-- Start of Records shown --

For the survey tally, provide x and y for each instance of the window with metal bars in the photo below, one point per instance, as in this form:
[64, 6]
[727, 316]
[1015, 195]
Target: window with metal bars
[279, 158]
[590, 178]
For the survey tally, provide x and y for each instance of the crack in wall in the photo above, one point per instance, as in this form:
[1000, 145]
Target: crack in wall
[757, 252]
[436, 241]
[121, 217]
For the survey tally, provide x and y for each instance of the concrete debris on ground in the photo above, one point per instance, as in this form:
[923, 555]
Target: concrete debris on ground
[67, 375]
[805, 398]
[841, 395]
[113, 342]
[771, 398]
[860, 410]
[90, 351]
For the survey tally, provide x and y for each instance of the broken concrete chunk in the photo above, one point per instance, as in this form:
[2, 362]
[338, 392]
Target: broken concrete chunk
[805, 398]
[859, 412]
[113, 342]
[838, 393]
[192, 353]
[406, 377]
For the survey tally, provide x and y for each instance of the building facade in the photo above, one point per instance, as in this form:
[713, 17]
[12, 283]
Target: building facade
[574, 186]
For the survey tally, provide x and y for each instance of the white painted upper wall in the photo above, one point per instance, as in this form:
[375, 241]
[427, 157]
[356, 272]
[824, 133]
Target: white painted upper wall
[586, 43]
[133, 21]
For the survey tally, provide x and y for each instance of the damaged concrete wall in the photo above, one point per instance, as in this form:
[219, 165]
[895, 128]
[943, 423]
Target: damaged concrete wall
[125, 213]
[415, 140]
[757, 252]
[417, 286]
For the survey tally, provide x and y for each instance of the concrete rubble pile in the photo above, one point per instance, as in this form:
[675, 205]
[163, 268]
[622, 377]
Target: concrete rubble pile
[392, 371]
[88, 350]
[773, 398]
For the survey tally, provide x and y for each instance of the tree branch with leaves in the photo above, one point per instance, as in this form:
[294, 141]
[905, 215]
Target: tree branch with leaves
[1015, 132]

-- End of Records shown --

Brief: Could you reproduce every entry above word for word, changing nothing?

Solution for this problem:
For the survey tally, provide x and y for each instance of the window with metal bars in the photo below, one point per instance, as in this form:
[64, 6]
[727, 316]
[1015, 195]
Target: window with metal bars
[279, 158]
[590, 178]
For the survey tally, provide x and y for each instance of the crack in wall in the photo above, one point per instance, as in this form:
[1000, 145]
Target: crack in wall
[757, 252]
[436, 241]
[121, 217]
For the survey tally, provide x and y for each instance of the concrete debris on ground in the photo above, one point per instance, as in this form:
[923, 555]
Target: concrete debris on ground
[67, 375]
[805, 398]
[841, 395]
[113, 342]
[771, 398]
[860, 410]
[90, 351]
For the survey tally, provide x and y for each instance of the broken concrete chunk in the photo above, one point per instance, as in this form:
[2, 362]
[338, 392]
Target: broken concrete chunk
[805, 398]
[859, 412]
[113, 342]
[838, 393]
[192, 353]
[406, 377]
For the survey tally, provide x and y for each instance of the building facade in the photo above, one point per instance, as in this form:
[713, 17]
[12, 283]
Target: building facade
[574, 186]
For the survey tally, provide x and y for each instance of the white painted upper wall in the photo above, one point per instance, as in this form:
[375, 241]
[427, 157]
[356, 272]
[824, 133]
Target: white painted upper wall
[586, 43]
[133, 21]
For the survey tally, provide x and y for each instance of the damaged concrete wall in the photo above, one point per instance, as in this form:
[219, 165]
[895, 128]
[943, 423]
Target: damaged concrete wall
[125, 213]
[415, 140]
[757, 252]
[417, 286]
For the survey tally, provide x and y for each instance of the concrete rubble pile in the photo above, one point per instance, as in this form:
[675, 205]
[163, 268]
[622, 377]
Target: concrete rubble pile
[392, 371]
[88, 350]
[773, 398]
For the survey tally, provide x and y for each instance of the tree branch with leaves in the photo above, one point per instance, as in this form:
[294, 141]
[905, 215]
Target: tree branch with leaves
[1015, 132]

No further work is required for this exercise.